> [Extract]:
=-=-=-=-=
Introduction
The International Space Station (ISS) is a uniquely accelerating environment to study micro- and macro-environmental stressors in the context of modeling human diseases by simulating inflammation, aging, immune dysfunction, and accumulation of mutations. Studies done in low earth orbit (LEO) may offer accelerated insights into human health, and specifically, human hematopoietic stem cell (HSC) and immune cell health and function. Stem cells are resilient to environmental stressors: they can self-renew without differentiating, can differentiate into tissue-specific progenitors, and maintain longevity while retaining dormancy. As a follow-on study to ex-vivo nanobioreactor cultures sent to the ISS in four iterative 30-45 day missions, we hope to study the effects of spaceflight on the astronauts conducting these experiments in low earth orbit (LEO).
Methods
Under a NASA IRB-approved protocol, we collected peripheral blood from seven astronauts, who flew in Axiom Mission 2 and Axiom Mission 3 (Ax-2, Ax-3). CD34+ hematopoietic stem and progenitor cells (HSPCs) were isolated to identify functional, genomic, and single-cell transcriptomic changes across ten different timepoints by clonogenic assay, 90X whole genome sequencing (WGS), and single-cell RNA sequencing (scRNA-seq) respectively. To date, timepoints include two pre-flight, one during mission, and 2 (Ax-3) to 3 (Ax-2) post-flight. Parallel studies were also conducted to profile the immune subsets by fluorescence-activated cell sorting and scRNA-seq analysis.
=-=-=-=-=
> [Data listing]:
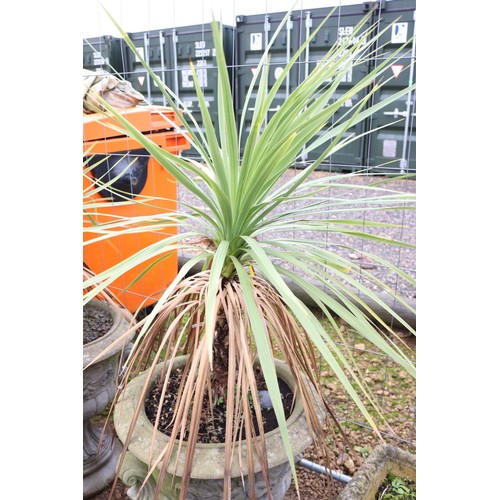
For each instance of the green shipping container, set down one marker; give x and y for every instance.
(104, 54)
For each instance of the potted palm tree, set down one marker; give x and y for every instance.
(215, 334)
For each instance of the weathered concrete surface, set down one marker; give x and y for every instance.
(101, 450)
(208, 465)
(383, 460)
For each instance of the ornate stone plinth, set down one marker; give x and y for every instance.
(207, 476)
(101, 450)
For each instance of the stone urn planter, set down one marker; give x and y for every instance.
(101, 450)
(207, 477)
(383, 460)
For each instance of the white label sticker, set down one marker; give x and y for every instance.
(389, 147)
(255, 41)
(141, 53)
(399, 33)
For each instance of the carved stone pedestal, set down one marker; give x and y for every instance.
(101, 450)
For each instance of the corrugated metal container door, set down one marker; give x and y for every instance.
(253, 33)
(151, 45)
(103, 54)
(339, 26)
(392, 149)
(196, 44)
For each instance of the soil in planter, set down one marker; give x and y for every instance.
(96, 323)
(212, 428)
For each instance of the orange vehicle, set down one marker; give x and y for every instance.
(130, 172)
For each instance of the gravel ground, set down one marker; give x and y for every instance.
(404, 230)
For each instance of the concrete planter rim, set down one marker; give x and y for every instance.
(209, 458)
(94, 348)
(383, 460)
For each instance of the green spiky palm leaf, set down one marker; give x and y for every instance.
(241, 193)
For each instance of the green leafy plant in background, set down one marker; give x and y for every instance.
(394, 488)
(241, 306)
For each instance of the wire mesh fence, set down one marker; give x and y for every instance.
(170, 41)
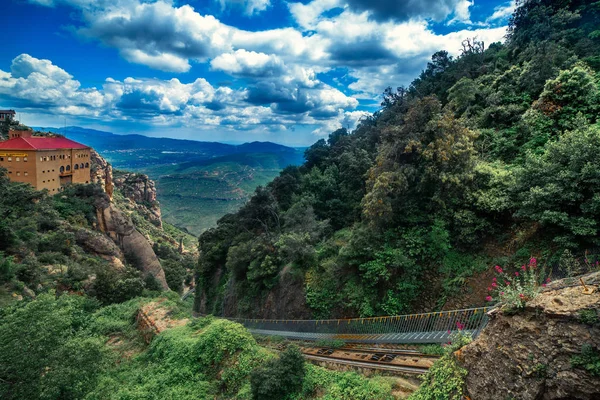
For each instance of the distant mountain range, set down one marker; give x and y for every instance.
(197, 182)
(138, 151)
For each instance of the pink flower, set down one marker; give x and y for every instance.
(532, 262)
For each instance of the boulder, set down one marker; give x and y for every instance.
(134, 245)
(527, 355)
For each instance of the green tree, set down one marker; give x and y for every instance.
(281, 378)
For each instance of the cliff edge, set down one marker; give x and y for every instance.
(550, 350)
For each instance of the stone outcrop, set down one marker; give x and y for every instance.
(136, 248)
(286, 300)
(141, 191)
(528, 355)
(153, 318)
(102, 173)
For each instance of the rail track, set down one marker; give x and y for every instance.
(392, 360)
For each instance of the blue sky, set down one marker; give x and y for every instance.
(224, 70)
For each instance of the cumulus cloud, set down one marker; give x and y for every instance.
(502, 12)
(276, 72)
(385, 10)
(37, 84)
(248, 63)
(250, 7)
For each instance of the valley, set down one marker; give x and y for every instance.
(197, 182)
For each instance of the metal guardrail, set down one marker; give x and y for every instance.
(435, 327)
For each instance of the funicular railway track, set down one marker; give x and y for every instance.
(396, 361)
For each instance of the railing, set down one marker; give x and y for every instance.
(436, 327)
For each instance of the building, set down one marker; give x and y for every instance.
(45, 162)
(4, 114)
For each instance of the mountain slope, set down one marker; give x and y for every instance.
(487, 159)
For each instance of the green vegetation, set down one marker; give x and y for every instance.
(280, 378)
(445, 380)
(488, 158)
(589, 360)
(69, 347)
(50, 242)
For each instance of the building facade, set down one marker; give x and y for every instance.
(4, 114)
(45, 162)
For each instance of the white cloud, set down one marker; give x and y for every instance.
(250, 7)
(503, 12)
(248, 63)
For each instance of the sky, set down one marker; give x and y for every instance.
(289, 72)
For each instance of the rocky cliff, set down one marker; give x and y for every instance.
(141, 192)
(118, 226)
(532, 355)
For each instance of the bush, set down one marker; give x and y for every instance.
(280, 378)
(589, 359)
(514, 291)
(7, 268)
(445, 380)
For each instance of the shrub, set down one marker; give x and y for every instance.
(589, 359)
(514, 291)
(445, 380)
(279, 378)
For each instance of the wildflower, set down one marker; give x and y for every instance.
(532, 262)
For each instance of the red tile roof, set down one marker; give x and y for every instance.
(40, 143)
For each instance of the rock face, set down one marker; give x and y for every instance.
(286, 300)
(527, 356)
(102, 173)
(141, 190)
(135, 246)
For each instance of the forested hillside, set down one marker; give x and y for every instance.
(487, 158)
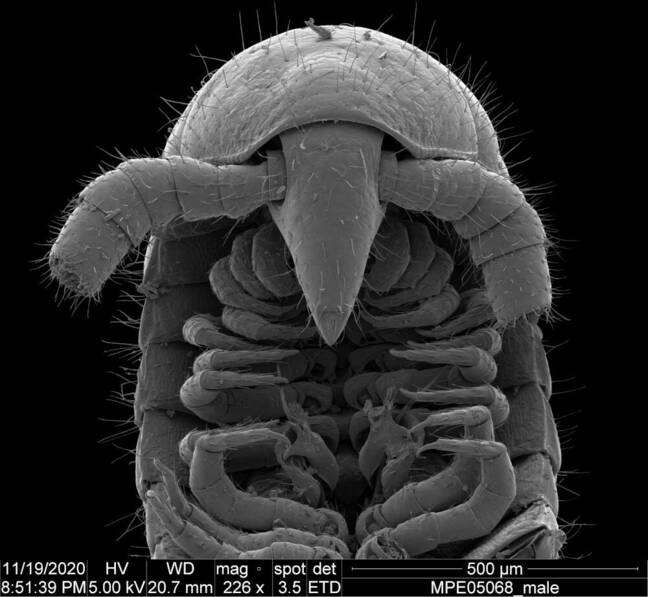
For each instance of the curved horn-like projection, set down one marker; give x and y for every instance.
(330, 215)
(505, 234)
(117, 210)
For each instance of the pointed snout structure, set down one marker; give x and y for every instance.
(327, 188)
(330, 215)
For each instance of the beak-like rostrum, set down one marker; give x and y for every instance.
(330, 214)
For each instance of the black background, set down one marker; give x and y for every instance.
(90, 83)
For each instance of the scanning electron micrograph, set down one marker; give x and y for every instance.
(341, 345)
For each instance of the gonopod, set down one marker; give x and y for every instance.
(362, 356)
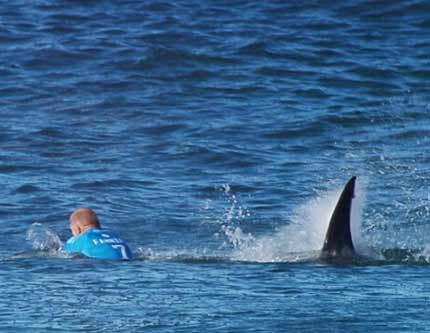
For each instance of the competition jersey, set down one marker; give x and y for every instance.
(99, 244)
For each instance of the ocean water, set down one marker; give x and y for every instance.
(215, 137)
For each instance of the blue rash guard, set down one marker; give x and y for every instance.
(99, 244)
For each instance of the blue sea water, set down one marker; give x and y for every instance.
(215, 137)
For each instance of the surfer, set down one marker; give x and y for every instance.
(91, 240)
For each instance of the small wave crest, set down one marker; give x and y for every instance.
(41, 238)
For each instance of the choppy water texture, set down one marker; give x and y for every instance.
(214, 137)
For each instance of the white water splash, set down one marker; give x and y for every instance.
(41, 238)
(303, 237)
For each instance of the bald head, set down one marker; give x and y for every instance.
(83, 219)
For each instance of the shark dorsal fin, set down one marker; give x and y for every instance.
(338, 240)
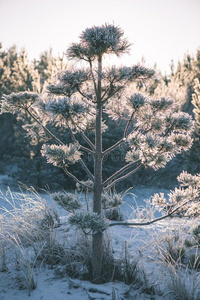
=-=-=-=-=
> [Set of tasks]:
**A)** Say whether each statement agrees with the spaceflight stem cell abstract. Answer yes or no for each, and quote the deciding words of the abstract.
(i) Peripheral blood was collected from seven astronauts.
(ii) The nanobioreactor cultures went to the ISS in three missions.
(iii) The timepoints so far include two pre-flight timepoints.
**B)** Write a continuation of the spaceflight stem cell abstract, starting after its last sentence.
The data is not needed for what comes next.

> [Answers for the exercise]:
**A)**
(i) Yes: "we collected peripheral blood from seven astronauts"
(ii) No: "sent to the ISS in four iterative 30-45 day missions"
(iii) Yes: "To date, timepoints include two pre-flight"

**B)**
Results
To investigate the effects of spaceflight on HSC function, we performed clonogenic survival and self-renewal assays. The percent of multilineage colonies from Ax-2 and Ax-3 was significantly reduced inflight compared to pre- and post-mission. HSPCs had significantly increased self-renewal capacity upon return (R + 1 day) in Ax-2. The self-renewal capacity of HSPCs from Ax-3 were significantly decreased inflight when compared to other timepoints. Interestingly, Ax-3 HSPCs begin to lose their self-renewal capacity in anticipation of launch at launch - 2 days (L - 2 days). Upon return, HSPCs appear to regain their cloning capacity after 30-days (R + 30 days). To corroborate these findings, scRNA-seq analyses revealed that while spaceflight induces significant changes in self-renewal genes, results indicate that a fight-or-flight response may be occurring immediately pre-mission. This suggests that changes seen inflight may be compounded by changes leading up to flight. Analysis is ongoing to identify mutational burden and mutational signatures associated with each timepoint, as well as targeted FACS analysis to profile the immune subsets.
Conclusion
Preliminary results from Ax-2 and Ax-3 show dynamic changes in stem cell function associated with pre-, during, and post-flight. Some changes to HSCs are individual-specific, indicating variable responses to environmental stressors. Functional and scRNA-seq analyses also suggest that duration spent in LEO is a contributing factor to HSC recovery. This longitudinal study has the potential to provide valuable insight into human health on Earth and inform on the effects of longer duration missions and future missions beyond the ISS.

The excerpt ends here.